TEXT SHOWN =

With B-C16 having passed into full legislation on June 15th, 2017, adding gender identity or expression to the Canadian Human Rights Act, this year’s Trans Pride events in Toronto will make for more reason for everyone to celebrate.

This year’s Grand Marshal is Maybella, who is Pottawtomi Ojbway and identifies as two-spirit. Maybella serves the community in many capacities, including through the Ontario Aboriginal HIV/AIDS Strategy. Accompanying her this year will be eight year old Stella Skinner, a bright activist who recently became the youngest recipient of an Inspire Award.

“I was out walking my friends dog and I got a message from the trans Pride committee that they wanted me as Grand Marshal. I was by myself and I was so over-whelmed I sat there and cried for fifteen or twenty minutes.” –Maybella, Grand Marshal 2017

Trans Pride is the largest of it’s kind in the world and includes a rally, march, community fair with information, peer support as well as a safe space for the trans community throughout the weekend. As one of three team leads for Trans Pride, Evana Ortigoza is expecting “a display of solidarity like never seen before.” Since joining Pride over five years ago a lot has changed and Evana has been witness to the shift, “For years we have had to hide, out of sight, out of mind. Things are changing but, not fast enough. I look forward to a time when equality means just that… we need the support of all gays and lesbians to fight for our equality and not just be the last letter of an acronym.”

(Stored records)
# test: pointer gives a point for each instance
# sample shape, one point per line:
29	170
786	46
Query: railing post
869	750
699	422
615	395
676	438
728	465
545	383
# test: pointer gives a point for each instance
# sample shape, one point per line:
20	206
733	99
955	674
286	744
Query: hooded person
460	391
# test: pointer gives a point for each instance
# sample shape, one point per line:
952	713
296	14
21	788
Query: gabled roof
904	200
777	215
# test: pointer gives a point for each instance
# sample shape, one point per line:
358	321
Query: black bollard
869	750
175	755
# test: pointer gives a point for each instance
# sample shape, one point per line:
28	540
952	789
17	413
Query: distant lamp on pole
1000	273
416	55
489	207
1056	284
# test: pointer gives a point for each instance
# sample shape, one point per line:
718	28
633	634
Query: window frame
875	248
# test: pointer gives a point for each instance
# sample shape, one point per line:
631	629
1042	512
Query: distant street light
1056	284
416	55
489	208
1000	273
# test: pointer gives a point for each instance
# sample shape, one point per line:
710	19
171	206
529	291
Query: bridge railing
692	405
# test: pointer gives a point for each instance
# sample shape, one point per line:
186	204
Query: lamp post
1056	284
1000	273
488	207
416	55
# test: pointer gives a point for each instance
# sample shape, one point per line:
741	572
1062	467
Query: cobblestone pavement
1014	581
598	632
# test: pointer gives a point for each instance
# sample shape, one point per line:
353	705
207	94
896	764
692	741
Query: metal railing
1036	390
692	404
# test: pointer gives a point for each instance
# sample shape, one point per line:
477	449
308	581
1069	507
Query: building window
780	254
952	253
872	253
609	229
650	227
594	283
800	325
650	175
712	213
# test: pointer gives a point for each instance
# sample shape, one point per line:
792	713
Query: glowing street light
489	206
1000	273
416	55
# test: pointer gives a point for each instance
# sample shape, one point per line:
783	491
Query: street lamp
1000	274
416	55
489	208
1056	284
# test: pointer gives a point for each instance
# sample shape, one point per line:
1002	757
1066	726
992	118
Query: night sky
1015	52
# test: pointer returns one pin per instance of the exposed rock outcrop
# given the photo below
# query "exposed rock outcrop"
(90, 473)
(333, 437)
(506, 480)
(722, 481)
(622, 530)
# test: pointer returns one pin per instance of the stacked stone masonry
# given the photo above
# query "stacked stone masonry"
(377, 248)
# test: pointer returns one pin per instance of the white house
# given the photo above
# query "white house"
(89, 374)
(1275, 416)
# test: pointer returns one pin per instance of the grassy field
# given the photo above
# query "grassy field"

REQUIRED WORK =
**A)** Answer these questions using the Trans Pride article:
(i) On what date did B-C16 pass into full legislation?
(ii) What award did Stella Skinner recently receive?
(iii) How many team leads does Trans Pride have?
**B)** Decide whether each statement agrees with the Trans Pride article, and quote the words that settle it.
(i) Stella Skinner is ten years old.
(ii) Maybella was walking a friend's dog when she learned she had been chosen as Grand Marshal.
(iii) Evana Ortigoza joined Pride less than two years ago.
**C)** Pick up the Trans Pride article at the point where it ends and continue it.
None of the stored items are needed for this work.

ANSWERS BY TASK =
**A)**
(i) June 15th, 2017
(ii) An Inspire Award
(iii) Three

**B)**
(i) No: "eight year old Stella Skinner"
(ii) Yes: "I was out walking my friends dog and I got a message from the trans Pride committee that they wanted me as Grand Marshal."
(iii) No: "Since joining Pride over five years ago"

**C)**
Maybella echoes the sentiment when asked what change she’d like see over the next five years, “Less discrimination, less stigma and more acceptance from society”, but was quick to add, “the trans community has come a really long way, and regardless of what society thinks about us, we’re not going to stop fighting for our rights.”

In recent years. things have shifted favourably for the larger trans movement, yet there had been few advances in public policy and cultural attitudes, leaving the trans community facing a host of challenges. A recent post compiled by Policy Fix, Violence Against Trans People In Canada: A Primer outlines some of the more jarring statistics:

  • DISCRIMINATION: Trans people report high levels of violence, harassment, and discrimination when seeking stable housing, employment, health or social services.
  • EMPLOYMENT: In Ontario, 50% of trans people live off of less than $15,000 a year. 13% had been fired for being trans, another 15% were fired, and believed it might be because they were trans, 18% were turned down for a job; another 32% suspected this was why they were turned down. Additionally, 17% declined a job they had applied for and were offered because of a lack of a trans-positive and safe work environment.
  • MENTAL & PHYSICAL HEALTH: 45% of trans people have attempted suicide in Ontario, and 77% have seriously considered it. With strong family support, this figure above decreases by 93%77% of trans people in Ontario worried about growing old as a trans person, and 67% feared they would die young.
  • SAFTEY & SOCIAL SUPPORTS: In Ontario, 20% of trans people experience physical or sexual assault due to their identity, and 34% are subjected to verbal threats or harassment which many do not report to the police; with 24% of trans Ontarians reported having been harassed by police. Women’s shelters in many places across Canada can legally outright deny trans women help, and do. In some cases, shelters will deny help to trans women unless they can prove they have had genital surgery.
     

This year Toronto Pride also selected Kent Monkman, a Canadian artist of Cree ancestry as International Grand Marshal, and Kiley May a Hotinonshón:ni Mohawk and Cayuga storyteller, actor and artist from Six Nations of the Grand River Territory, for Youth Ambassador.

The trans march has an energy that’s always new, and there’s no shortage of magical and sweet surprises.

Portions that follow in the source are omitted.